§ **SOURCE EXTRACT**
DeepMind’s Atari paper replicated

This is a followup on the previous post. Most of the results have been replicated. Turning off Nesterov momentum, pumping RMSprop decay to 0.99 and setting the discount rate to 0.95 did the trick. The spikes in the Q-score plot that were observed with the parameters used previously that I mentioned in the last post seemed to have been caused by the momentum making the optimisation diverge, not by Q-learning itself diverging as I thought previously.

Just to be completely clear, none of this is by me: all the learning code, to which I will refer to as deep_q_rl, is by Nathan Sprague, and the algorithm is from the paper “Playing Atari with Deep Reinforcement Learning” by Volodymyr Mnih, Koray Kavukcuoglu, David Silver, Alex Graves, Ioannis Antonoglou, Daan Wierstra and Martin Riedmiller that you can get from http://arxiv.org/abs/1312.5602. You can get the code from https://github.com/spragunr/deep_q_rl. I’m mainly acting as a tester.

§ **DATA SHOWN**
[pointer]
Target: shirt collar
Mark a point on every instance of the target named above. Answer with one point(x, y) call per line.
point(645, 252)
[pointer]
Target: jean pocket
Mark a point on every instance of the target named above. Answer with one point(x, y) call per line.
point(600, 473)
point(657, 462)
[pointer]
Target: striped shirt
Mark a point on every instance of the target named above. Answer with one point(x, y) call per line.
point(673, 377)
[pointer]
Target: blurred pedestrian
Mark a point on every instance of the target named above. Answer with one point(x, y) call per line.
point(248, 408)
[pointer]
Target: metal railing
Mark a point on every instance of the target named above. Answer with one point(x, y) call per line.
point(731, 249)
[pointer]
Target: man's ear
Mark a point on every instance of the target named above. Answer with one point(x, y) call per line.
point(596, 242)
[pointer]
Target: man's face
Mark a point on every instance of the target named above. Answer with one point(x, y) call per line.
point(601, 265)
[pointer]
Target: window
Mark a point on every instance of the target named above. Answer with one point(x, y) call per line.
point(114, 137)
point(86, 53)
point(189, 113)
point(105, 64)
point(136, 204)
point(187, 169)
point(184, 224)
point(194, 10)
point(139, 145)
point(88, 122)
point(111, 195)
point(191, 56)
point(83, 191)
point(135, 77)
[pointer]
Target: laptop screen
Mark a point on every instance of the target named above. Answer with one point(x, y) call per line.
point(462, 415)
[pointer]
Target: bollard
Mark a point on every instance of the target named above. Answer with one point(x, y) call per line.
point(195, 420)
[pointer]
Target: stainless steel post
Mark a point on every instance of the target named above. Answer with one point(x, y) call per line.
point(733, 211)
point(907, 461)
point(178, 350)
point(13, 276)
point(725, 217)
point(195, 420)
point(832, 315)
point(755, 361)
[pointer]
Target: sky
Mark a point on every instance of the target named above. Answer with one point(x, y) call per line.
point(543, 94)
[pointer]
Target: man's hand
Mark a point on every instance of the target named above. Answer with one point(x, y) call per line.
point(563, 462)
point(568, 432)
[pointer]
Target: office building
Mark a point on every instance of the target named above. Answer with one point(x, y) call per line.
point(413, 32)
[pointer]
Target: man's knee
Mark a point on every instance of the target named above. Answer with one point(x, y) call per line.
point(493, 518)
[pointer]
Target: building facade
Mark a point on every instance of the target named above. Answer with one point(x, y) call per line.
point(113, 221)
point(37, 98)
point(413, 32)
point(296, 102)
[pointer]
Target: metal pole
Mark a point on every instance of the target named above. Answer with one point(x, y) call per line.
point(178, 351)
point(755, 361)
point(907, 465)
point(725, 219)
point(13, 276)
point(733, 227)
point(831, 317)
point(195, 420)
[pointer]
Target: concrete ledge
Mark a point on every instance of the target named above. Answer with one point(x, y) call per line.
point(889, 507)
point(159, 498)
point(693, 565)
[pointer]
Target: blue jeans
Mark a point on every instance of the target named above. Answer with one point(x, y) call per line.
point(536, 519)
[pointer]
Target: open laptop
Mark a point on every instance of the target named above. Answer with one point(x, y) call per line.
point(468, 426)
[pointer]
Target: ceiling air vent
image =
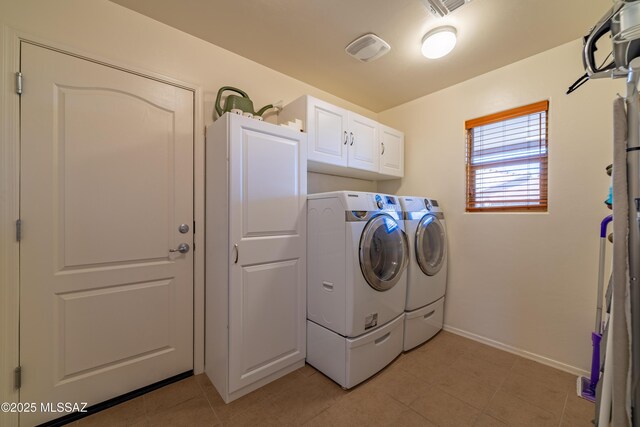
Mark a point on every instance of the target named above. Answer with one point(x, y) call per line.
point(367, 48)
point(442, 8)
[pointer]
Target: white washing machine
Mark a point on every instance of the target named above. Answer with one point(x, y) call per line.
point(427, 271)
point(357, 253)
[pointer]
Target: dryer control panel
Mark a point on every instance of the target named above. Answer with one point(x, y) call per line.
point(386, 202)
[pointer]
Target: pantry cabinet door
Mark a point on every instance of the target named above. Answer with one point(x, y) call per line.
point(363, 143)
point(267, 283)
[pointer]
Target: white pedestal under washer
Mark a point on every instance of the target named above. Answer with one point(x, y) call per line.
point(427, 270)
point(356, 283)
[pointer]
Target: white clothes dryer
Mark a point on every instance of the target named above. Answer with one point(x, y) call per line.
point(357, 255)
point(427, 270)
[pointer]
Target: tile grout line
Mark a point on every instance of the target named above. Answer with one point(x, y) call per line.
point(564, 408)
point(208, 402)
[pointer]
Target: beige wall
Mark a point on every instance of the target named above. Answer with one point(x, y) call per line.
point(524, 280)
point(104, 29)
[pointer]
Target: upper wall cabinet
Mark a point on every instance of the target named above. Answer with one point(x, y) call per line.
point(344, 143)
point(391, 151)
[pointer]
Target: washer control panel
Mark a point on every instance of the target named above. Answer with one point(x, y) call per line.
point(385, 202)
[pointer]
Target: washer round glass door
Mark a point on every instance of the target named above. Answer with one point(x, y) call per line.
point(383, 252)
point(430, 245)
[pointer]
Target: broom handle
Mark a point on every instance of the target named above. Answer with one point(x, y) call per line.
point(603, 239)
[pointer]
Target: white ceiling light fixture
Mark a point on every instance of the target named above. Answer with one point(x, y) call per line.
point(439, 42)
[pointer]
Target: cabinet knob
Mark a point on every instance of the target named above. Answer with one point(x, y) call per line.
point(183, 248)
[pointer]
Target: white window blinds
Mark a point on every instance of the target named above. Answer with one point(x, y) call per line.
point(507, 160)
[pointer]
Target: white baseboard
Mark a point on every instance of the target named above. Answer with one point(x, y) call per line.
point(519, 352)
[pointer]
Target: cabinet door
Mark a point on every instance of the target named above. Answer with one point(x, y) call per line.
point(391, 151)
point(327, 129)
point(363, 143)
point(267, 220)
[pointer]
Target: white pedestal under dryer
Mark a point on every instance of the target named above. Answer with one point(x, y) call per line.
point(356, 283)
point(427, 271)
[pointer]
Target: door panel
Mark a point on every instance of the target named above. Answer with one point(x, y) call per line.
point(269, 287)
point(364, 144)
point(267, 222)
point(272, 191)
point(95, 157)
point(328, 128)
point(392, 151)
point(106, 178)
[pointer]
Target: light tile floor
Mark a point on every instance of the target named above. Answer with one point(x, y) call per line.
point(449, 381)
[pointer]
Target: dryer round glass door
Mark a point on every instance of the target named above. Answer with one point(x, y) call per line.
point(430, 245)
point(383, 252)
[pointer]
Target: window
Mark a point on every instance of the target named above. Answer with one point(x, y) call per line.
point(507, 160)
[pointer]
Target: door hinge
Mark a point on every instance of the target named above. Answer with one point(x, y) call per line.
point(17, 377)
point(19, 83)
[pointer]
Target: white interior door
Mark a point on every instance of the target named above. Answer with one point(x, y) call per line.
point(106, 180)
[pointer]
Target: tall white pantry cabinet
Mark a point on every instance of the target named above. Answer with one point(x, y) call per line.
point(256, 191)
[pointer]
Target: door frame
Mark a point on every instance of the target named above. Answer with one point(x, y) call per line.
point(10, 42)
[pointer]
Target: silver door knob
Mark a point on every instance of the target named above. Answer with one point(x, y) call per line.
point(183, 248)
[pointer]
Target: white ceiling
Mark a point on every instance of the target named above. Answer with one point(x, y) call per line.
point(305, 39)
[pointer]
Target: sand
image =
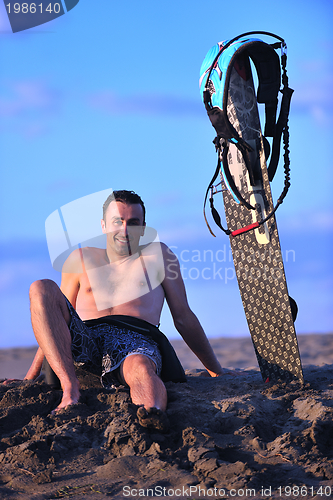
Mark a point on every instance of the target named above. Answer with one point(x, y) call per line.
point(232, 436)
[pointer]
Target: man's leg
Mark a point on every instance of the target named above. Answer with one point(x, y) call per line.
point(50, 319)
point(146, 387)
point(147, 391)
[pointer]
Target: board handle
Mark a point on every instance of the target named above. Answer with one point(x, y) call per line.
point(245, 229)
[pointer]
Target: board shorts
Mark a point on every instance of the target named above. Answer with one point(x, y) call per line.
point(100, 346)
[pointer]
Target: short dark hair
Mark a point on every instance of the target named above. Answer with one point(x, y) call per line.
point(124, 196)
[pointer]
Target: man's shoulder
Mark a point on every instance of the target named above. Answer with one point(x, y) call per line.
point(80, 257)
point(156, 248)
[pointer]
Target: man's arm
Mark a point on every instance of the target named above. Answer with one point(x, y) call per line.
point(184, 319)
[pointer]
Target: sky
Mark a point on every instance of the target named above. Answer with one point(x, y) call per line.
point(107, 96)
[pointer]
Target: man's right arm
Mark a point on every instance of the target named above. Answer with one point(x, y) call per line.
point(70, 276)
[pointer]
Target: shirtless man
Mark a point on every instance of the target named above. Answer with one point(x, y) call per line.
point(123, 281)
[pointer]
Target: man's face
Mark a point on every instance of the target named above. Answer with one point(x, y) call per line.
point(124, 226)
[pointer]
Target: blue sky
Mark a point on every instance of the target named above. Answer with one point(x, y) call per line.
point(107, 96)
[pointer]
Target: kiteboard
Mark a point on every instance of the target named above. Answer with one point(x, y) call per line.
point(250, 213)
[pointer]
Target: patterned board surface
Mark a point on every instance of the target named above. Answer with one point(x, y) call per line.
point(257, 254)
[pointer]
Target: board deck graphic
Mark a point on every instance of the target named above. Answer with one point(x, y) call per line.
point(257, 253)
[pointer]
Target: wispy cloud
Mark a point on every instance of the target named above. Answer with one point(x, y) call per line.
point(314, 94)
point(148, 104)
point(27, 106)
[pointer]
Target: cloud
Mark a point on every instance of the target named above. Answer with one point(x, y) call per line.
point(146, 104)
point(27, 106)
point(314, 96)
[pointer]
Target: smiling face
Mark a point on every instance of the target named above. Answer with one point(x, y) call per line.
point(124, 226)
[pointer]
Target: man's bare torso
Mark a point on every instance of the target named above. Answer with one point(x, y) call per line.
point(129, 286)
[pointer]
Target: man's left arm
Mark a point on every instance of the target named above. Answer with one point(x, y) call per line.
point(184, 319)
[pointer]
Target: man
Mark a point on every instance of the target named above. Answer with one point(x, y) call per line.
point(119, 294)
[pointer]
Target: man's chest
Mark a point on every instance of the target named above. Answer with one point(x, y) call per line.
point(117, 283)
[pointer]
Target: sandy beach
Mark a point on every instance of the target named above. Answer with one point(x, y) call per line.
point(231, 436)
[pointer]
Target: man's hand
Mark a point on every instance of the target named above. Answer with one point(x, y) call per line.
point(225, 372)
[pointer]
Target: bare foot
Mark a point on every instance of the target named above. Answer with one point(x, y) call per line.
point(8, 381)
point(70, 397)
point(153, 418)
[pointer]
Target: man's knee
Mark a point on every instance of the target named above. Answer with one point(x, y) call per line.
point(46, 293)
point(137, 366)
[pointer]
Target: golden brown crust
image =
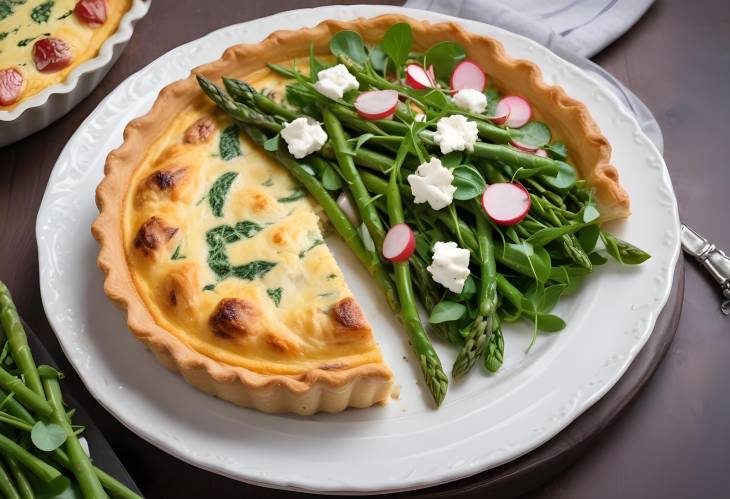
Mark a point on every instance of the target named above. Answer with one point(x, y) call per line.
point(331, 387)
---
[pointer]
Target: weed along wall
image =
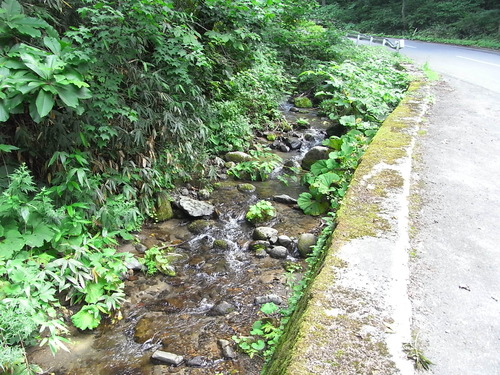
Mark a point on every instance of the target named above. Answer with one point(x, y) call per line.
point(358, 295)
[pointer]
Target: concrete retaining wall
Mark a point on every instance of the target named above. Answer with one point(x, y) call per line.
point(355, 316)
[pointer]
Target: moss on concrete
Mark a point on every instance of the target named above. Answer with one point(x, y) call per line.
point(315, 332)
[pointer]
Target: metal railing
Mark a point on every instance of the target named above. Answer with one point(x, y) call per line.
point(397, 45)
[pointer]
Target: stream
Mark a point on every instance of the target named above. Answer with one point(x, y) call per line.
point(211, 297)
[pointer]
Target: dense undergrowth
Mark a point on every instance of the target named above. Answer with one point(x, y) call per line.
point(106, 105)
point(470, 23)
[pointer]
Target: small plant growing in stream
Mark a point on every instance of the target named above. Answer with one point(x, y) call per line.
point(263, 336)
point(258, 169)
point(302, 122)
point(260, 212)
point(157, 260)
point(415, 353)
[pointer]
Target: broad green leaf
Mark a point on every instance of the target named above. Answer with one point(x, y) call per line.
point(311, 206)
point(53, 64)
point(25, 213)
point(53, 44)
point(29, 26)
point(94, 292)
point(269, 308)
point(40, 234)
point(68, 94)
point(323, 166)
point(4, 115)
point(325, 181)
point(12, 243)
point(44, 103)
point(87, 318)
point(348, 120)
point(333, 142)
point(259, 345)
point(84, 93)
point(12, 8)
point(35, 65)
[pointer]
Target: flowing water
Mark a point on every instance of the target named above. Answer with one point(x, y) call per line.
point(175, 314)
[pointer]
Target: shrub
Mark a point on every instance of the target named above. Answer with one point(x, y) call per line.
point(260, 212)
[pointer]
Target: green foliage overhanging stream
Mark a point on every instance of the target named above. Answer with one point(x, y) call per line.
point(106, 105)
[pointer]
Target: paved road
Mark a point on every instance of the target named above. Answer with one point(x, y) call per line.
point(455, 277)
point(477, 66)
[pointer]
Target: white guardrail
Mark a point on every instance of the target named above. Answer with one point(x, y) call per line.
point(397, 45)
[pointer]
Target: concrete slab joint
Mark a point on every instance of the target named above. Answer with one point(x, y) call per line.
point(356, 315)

§ **TASK SET**
- a) Do these statements agree with the post on replicating DeepMind's Atari paper? Answer yes or no for each, and quote the deciding words. (i) Nesterov momentum was switched off. (ii) The discount rate was set to 0.99. (iii) The writer of the post wrote the learning code.
- b) Can you carry on the post about replicating DeepMind's Atari paper, starting right after its final sentence?
None of the material is needed here.

§ **ANSWERS**
- a)
(i) Yes: "Turning off Nesterov momentum"
(ii) No: "setting the discount rate to 0.95"
(iii) No: "all the learning code, to which I will refer to as deep_q_rl, is by Nathan Sprague"

- b)
(As I was writing this post (it has taken me almost two weeks to write), DeepMind published their updated paper on Nature (http://www.nature.com/nature/journal/v518/n7540/full/nature14236.html), and this time they’ve released their source code: https://sites.google.com/a/deepmind.com/dqn/. In this post I am mainly comparing to the original NIPS workshop paper. I will only mention the Nature paper where it seemed to clarify something about the NIPS paper)

When I write that the results are replicated, I mean that I think that the results produced by deep_q_rl are probably as good as the results that DeepMind obtained when they wrote the paper, and that all the original results seem believable considering these results. The Q-value curves still look very different, most likely because they were using a higher discount rate (*in their Nature paper they mention a discount rate of 0.99 while this code uses 0.95). Also, depending on the interpretation of the table where they list their results, DeepMind’s results might have been significantly better. It is hard to tell exactly what they mean by “average total reward” in table 1. Do they mean across the whole 200 epochs? Or testing their best model? Or testing only the final network? Or across a large swathe of the networks that were trained?  I’ve taken a liberal interpretation of them to mean roughly how well does the agent score across many epochs once it looks like it has learnt. (From their Nature paper, it seems that they mix their use of episode and epoch a bit, so that the “best” seems to mean average across the testing epoch where it averaged highest, while “average” could be the average over all testing episodes)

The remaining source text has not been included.